◆ SUPPLIED MATERIAL ◆

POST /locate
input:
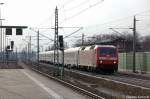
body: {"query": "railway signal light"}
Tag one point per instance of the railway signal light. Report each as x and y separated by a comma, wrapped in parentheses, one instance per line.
(12, 44)
(8, 31)
(61, 42)
(18, 31)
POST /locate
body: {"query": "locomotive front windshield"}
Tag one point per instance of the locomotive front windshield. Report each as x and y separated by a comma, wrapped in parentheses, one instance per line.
(107, 51)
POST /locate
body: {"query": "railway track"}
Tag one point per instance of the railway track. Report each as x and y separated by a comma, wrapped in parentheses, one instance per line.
(77, 88)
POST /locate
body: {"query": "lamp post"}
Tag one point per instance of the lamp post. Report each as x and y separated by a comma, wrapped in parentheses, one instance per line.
(1, 34)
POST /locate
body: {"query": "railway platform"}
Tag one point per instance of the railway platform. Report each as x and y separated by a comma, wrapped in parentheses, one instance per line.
(26, 84)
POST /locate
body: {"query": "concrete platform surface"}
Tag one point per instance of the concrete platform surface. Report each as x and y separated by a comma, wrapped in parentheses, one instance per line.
(26, 84)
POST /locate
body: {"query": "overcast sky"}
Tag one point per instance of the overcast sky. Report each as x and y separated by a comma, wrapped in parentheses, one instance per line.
(85, 13)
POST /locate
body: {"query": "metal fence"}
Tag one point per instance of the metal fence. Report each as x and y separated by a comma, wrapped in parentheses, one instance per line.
(142, 62)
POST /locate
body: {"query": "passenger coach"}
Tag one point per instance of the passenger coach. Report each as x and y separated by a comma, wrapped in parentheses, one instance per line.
(95, 57)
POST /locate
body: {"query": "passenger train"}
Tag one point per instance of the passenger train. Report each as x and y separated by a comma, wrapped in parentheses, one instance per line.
(95, 57)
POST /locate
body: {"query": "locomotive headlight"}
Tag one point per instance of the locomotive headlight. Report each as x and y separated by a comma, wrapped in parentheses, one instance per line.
(101, 61)
(115, 62)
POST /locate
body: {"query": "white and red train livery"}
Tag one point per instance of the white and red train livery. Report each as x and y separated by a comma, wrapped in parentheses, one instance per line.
(98, 57)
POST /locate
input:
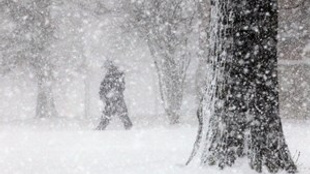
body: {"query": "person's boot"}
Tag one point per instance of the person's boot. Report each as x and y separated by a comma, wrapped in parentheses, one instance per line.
(103, 124)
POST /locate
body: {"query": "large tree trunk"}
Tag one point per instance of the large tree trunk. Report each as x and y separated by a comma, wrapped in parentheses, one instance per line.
(244, 97)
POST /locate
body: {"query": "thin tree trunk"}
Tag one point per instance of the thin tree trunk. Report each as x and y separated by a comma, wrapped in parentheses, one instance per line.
(45, 99)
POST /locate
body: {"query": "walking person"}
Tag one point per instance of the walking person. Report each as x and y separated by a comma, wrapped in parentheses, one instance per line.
(112, 94)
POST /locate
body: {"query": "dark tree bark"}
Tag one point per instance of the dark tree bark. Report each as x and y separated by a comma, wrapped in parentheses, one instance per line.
(240, 109)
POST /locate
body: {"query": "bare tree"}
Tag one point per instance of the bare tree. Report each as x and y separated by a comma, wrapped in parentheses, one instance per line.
(166, 27)
(239, 113)
(28, 44)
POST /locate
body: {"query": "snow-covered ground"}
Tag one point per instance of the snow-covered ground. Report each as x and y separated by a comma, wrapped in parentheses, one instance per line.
(64, 146)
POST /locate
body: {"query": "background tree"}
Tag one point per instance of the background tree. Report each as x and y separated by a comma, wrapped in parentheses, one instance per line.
(166, 27)
(240, 109)
(28, 44)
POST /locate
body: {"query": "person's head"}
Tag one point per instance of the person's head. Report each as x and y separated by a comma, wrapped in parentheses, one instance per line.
(109, 65)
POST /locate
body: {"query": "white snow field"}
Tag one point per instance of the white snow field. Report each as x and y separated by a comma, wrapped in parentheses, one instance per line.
(63, 146)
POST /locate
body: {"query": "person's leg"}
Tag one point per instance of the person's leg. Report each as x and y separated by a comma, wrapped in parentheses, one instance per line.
(123, 114)
(126, 120)
(105, 118)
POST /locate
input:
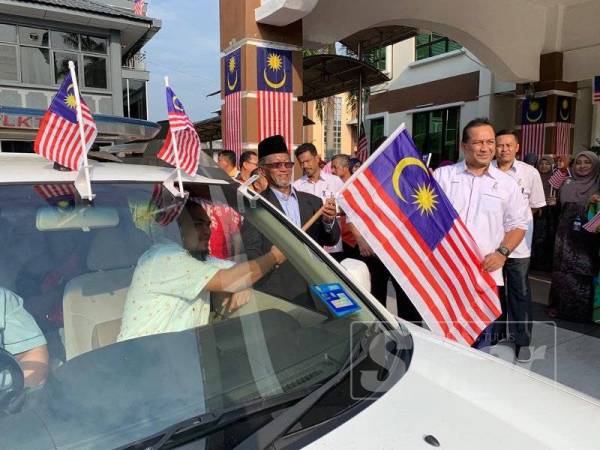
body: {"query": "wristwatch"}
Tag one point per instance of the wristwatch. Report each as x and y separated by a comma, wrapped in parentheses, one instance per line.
(504, 251)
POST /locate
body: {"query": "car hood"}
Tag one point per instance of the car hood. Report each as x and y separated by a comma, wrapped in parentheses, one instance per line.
(468, 399)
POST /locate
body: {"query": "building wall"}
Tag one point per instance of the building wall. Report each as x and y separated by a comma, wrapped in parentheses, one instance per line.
(103, 101)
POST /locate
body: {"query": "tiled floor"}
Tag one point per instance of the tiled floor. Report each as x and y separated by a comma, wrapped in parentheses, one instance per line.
(566, 351)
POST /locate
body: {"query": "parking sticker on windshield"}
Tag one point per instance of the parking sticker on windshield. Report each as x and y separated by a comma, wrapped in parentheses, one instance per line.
(336, 298)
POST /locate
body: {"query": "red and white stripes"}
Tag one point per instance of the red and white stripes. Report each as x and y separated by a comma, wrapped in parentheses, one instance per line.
(563, 138)
(232, 138)
(275, 115)
(447, 285)
(533, 139)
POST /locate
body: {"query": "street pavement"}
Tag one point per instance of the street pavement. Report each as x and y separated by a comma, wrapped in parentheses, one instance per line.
(564, 351)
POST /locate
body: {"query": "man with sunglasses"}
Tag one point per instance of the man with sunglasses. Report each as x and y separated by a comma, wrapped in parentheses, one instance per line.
(276, 165)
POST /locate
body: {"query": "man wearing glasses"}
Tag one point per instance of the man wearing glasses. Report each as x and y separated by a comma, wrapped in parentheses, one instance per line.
(276, 165)
(489, 202)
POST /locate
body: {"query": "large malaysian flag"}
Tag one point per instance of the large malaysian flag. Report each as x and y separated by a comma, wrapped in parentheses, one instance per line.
(59, 138)
(409, 223)
(182, 131)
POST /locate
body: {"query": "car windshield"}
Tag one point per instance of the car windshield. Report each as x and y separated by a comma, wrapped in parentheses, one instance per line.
(138, 338)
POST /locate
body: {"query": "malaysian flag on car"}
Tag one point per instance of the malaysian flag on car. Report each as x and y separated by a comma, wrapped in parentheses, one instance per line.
(275, 94)
(232, 109)
(362, 148)
(166, 208)
(61, 195)
(59, 138)
(409, 223)
(138, 7)
(182, 133)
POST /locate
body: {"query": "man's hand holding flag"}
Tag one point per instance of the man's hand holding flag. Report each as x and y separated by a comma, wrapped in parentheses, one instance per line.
(408, 221)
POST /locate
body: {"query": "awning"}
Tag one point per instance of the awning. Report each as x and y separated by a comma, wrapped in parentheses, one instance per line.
(378, 37)
(327, 75)
(209, 130)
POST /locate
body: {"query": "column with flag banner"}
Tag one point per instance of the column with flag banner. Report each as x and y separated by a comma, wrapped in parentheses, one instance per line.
(563, 125)
(410, 224)
(275, 94)
(181, 148)
(362, 147)
(138, 7)
(232, 110)
(533, 133)
(59, 138)
(596, 89)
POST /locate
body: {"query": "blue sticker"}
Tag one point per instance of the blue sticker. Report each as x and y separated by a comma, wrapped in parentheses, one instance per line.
(336, 298)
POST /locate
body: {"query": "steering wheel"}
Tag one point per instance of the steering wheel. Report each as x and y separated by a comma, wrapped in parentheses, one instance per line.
(12, 383)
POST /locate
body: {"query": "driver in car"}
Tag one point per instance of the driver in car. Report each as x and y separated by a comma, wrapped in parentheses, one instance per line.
(171, 285)
(21, 337)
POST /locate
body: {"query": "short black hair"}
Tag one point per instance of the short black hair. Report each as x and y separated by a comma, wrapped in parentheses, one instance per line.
(246, 156)
(508, 133)
(229, 155)
(478, 122)
(344, 159)
(306, 147)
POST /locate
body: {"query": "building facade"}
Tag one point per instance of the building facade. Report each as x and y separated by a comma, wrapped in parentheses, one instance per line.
(103, 38)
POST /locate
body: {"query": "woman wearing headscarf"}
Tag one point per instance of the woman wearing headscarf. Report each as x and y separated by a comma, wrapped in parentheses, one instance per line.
(576, 261)
(545, 221)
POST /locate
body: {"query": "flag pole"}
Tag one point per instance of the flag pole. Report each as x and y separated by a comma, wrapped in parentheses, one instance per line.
(86, 167)
(176, 151)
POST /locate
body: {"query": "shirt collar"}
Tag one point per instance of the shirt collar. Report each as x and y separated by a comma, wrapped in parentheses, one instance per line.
(492, 170)
(305, 179)
(513, 168)
(281, 196)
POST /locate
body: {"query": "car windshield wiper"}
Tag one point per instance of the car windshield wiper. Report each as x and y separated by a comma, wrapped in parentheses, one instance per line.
(213, 421)
(210, 422)
(284, 421)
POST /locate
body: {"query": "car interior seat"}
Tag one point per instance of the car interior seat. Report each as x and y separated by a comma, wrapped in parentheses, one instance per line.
(93, 302)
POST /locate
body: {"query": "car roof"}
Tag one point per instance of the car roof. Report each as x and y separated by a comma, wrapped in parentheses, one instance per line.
(30, 168)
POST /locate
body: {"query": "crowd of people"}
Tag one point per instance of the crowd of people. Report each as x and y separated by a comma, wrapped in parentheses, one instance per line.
(519, 217)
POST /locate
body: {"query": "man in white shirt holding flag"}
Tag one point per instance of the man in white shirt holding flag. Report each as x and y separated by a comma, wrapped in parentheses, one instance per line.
(488, 201)
(408, 221)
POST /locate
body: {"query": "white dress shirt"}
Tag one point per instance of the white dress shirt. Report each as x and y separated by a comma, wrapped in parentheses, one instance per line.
(490, 205)
(530, 184)
(326, 186)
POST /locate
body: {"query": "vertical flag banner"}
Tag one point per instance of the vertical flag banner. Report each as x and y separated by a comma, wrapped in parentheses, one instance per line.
(232, 117)
(58, 138)
(182, 131)
(533, 133)
(138, 7)
(596, 89)
(410, 224)
(362, 148)
(275, 115)
(563, 125)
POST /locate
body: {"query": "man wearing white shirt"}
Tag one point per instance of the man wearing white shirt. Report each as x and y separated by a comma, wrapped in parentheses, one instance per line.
(517, 293)
(316, 182)
(487, 200)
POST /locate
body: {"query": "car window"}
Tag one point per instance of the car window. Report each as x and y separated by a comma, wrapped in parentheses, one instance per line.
(135, 341)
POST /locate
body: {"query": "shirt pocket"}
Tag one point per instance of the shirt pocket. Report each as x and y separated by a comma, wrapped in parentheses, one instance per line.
(491, 202)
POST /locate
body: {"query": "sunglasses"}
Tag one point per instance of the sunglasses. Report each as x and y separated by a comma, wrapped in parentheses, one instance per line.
(279, 165)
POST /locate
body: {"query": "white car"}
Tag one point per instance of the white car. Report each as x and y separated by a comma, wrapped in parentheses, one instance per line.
(319, 363)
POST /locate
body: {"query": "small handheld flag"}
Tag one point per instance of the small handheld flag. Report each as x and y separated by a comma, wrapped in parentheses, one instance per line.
(557, 179)
(409, 222)
(181, 148)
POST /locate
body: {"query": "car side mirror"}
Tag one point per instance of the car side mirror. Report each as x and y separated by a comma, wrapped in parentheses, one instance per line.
(12, 382)
(359, 272)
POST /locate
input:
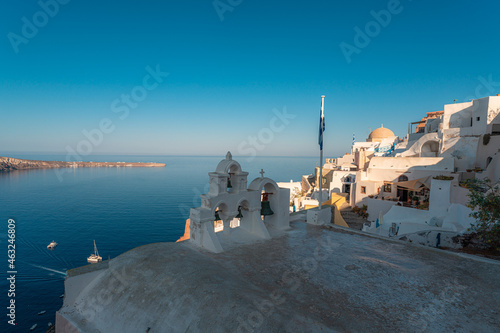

◆ SET PROBLEM ◆
Gather each line of the listing above that contains the word "fence" and copy those lines in their original order.

◆ OUTPUT OF THE EXERCISE ◆
body: {"query": "metal fence"}
Tag one point per instance of the metal fence. Report each as x and y separated by a comma, wrapped in parentheses, one instance per line.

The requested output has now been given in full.